YOUR GOAL: Hand back every line from the beginning of the data below through the line containing "x=55, y=283", word for word and free of pictures.

*** SUPPLIED MATERIAL Section Begins ***

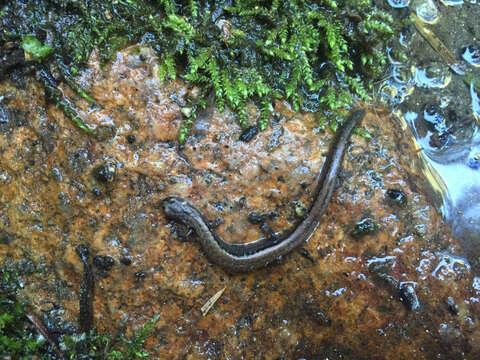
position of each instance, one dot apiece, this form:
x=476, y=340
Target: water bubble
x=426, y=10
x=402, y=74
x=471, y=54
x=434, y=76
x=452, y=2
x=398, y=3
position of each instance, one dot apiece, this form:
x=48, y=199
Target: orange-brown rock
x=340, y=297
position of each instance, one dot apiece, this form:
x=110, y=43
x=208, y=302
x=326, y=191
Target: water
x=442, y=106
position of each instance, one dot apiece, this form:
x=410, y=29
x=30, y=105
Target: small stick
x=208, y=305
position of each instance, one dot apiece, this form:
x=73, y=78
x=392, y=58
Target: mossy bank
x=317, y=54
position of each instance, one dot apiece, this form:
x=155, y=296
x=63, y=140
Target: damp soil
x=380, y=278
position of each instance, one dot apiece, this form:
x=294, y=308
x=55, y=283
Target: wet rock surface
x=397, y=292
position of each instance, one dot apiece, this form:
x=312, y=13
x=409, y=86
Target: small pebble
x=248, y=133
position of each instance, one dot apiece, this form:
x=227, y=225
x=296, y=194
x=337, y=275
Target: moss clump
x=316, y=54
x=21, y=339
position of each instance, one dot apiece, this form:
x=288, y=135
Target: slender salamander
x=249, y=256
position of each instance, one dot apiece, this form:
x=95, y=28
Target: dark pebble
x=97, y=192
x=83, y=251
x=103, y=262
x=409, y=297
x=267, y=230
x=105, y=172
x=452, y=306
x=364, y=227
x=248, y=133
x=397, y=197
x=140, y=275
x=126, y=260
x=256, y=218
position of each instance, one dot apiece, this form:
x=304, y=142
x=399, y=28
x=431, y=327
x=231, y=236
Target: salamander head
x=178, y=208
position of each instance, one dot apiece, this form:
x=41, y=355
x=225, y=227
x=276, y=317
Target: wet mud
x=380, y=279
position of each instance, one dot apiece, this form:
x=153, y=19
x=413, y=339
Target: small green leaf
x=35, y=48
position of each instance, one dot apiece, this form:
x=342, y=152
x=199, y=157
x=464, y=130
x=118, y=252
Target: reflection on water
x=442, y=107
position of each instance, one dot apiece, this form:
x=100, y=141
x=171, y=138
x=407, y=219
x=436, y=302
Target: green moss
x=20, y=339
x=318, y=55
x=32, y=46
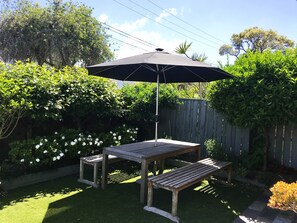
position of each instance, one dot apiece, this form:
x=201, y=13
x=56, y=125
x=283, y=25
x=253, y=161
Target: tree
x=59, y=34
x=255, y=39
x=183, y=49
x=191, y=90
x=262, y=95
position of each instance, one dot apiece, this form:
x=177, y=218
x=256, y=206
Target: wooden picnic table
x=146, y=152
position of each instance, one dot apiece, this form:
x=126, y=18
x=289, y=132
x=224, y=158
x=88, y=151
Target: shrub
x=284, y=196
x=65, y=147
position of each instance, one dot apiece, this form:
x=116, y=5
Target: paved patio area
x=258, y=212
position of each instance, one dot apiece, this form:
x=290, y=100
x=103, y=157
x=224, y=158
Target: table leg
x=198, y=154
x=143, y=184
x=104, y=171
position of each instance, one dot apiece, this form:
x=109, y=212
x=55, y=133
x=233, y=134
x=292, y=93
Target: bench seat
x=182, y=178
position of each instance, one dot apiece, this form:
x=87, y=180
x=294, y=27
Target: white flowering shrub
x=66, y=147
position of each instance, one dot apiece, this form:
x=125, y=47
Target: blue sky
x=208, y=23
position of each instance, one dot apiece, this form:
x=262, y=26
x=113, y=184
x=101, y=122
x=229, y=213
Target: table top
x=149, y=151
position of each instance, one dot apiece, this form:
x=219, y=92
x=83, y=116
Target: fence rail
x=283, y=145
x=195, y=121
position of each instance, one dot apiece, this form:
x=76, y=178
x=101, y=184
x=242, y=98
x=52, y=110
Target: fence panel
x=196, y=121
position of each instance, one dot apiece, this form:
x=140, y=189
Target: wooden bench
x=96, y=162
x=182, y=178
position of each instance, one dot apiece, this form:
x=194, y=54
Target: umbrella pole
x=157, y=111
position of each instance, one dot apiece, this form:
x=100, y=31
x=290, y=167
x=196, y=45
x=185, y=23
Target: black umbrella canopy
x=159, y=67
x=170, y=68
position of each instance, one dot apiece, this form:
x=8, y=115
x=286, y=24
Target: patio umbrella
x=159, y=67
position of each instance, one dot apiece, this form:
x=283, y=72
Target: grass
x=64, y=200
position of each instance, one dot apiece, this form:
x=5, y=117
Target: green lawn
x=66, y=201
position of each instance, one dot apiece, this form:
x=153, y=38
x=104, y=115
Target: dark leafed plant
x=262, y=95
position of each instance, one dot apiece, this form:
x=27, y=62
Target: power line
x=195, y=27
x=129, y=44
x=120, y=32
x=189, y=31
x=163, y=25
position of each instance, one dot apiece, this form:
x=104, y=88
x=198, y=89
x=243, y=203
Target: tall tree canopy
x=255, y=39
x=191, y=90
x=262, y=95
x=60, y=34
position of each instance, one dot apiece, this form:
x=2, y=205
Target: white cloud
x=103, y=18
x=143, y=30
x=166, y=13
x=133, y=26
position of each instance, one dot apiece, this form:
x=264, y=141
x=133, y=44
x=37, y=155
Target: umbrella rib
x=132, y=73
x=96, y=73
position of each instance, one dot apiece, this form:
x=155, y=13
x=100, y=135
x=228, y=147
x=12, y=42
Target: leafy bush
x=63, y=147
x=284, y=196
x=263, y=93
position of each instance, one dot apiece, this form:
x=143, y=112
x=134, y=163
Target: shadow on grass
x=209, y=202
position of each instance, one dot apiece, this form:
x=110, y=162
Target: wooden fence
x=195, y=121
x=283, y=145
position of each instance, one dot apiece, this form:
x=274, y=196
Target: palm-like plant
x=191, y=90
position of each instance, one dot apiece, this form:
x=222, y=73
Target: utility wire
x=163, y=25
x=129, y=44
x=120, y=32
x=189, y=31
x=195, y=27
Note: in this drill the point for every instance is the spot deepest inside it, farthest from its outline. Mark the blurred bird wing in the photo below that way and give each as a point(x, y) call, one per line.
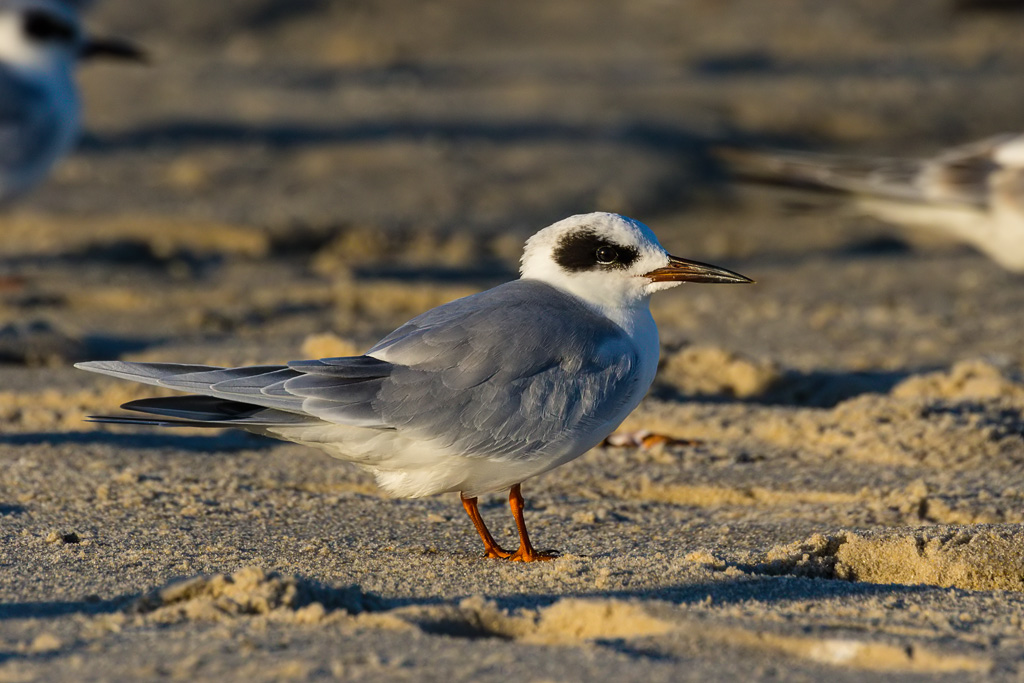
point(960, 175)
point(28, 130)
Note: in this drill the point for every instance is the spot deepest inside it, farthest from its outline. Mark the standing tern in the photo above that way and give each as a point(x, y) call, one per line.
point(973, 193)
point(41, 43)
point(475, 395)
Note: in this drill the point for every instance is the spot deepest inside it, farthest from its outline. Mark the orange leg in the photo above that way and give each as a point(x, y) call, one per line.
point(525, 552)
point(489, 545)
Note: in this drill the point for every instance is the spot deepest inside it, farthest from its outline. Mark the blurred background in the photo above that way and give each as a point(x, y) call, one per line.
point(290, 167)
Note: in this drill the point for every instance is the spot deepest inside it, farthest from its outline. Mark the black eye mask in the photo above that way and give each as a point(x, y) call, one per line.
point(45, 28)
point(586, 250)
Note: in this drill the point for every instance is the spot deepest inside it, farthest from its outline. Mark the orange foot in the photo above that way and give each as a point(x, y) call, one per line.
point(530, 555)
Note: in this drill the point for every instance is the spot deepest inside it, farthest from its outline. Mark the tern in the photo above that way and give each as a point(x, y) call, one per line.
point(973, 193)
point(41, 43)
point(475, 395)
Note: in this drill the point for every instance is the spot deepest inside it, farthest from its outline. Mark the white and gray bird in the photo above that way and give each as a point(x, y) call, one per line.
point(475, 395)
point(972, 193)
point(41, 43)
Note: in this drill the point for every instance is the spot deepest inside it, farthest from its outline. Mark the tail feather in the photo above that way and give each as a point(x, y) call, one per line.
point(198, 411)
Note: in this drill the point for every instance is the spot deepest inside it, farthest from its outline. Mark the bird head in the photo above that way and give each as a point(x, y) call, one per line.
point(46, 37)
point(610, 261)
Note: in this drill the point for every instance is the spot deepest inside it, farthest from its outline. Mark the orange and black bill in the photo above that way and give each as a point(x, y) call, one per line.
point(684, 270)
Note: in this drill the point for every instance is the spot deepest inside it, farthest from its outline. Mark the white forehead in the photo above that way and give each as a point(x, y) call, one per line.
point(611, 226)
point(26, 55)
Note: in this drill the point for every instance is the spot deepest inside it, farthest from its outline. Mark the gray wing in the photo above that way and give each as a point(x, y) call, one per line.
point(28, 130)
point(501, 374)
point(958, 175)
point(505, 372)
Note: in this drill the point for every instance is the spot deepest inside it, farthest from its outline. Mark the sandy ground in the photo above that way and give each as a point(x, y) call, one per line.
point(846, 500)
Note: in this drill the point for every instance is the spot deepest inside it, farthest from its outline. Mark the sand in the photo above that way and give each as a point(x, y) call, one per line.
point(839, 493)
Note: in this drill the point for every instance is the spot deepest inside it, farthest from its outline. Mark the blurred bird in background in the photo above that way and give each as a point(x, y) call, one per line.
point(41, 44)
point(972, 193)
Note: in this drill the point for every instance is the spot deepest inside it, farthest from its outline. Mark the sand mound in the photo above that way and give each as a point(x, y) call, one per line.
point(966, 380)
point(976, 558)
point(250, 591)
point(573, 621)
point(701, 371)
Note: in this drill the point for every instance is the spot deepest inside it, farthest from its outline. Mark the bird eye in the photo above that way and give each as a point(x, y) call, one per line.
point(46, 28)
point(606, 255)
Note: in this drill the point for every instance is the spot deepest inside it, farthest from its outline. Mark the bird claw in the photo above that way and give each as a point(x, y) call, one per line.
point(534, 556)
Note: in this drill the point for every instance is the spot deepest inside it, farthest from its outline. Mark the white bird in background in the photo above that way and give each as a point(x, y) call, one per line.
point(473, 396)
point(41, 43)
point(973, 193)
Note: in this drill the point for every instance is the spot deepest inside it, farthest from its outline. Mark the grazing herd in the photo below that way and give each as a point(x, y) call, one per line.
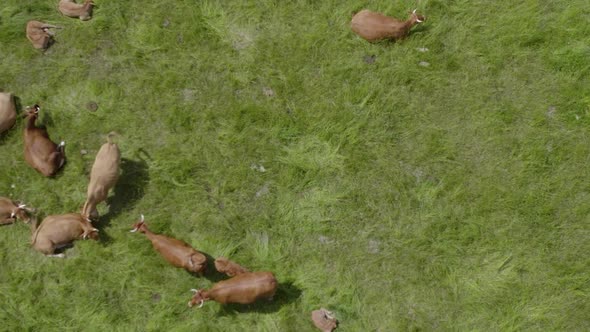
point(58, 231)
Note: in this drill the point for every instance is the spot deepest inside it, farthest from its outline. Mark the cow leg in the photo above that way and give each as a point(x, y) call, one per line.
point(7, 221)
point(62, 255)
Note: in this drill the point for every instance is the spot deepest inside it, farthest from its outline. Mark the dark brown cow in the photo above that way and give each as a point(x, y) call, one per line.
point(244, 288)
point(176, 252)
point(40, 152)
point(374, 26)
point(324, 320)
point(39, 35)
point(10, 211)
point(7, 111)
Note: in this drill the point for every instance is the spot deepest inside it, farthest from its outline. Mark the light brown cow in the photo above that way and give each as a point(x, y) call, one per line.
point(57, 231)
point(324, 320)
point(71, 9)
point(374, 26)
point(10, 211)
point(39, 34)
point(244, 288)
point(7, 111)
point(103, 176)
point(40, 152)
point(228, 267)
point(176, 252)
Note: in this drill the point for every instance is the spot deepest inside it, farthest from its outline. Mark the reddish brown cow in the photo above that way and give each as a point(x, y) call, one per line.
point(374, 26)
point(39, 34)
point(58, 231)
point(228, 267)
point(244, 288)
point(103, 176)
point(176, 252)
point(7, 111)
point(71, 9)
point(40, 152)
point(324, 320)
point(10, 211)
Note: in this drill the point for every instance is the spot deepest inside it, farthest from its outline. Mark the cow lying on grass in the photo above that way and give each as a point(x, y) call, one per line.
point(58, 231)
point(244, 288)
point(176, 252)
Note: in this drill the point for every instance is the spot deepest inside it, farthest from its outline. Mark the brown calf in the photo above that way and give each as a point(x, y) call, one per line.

*** SUPPLIED MATERIAL Section Ends ***

YOUR SOLUTION:
position of each instance, one dot apiece, this form:
x=476, y=340
Target: water bubble
x=426, y=10
x=402, y=74
x=471, y=54
x=434, y=76
x=452, y=2
x=398, y=3
position of each instance, one dot apiece, this form:
x=48, y=199
Target: orange-brown rock
x=340, y=297
position of each instance, one dot apiece, this form:
x=110, y=43
x=208, y=302
x=326, y=191
Target: water
x=442, y=106
position of each instance, one dot apiece, this form:
x=410, y=29
x=30, y=105
Target: small stick
x=208, y=305
position of each instance, one dot apiece, this form:
x=73, y=78
x=392, y=58
Target: mossy bank
x=317, y=54
position of each instance, one dot apiece, this form:
x=155, y=296
x=63, y=140
Target: damp soil
x=380, y=278
position of each instance, one dot apiece, this form:
x=294, y=308
x=55, y=283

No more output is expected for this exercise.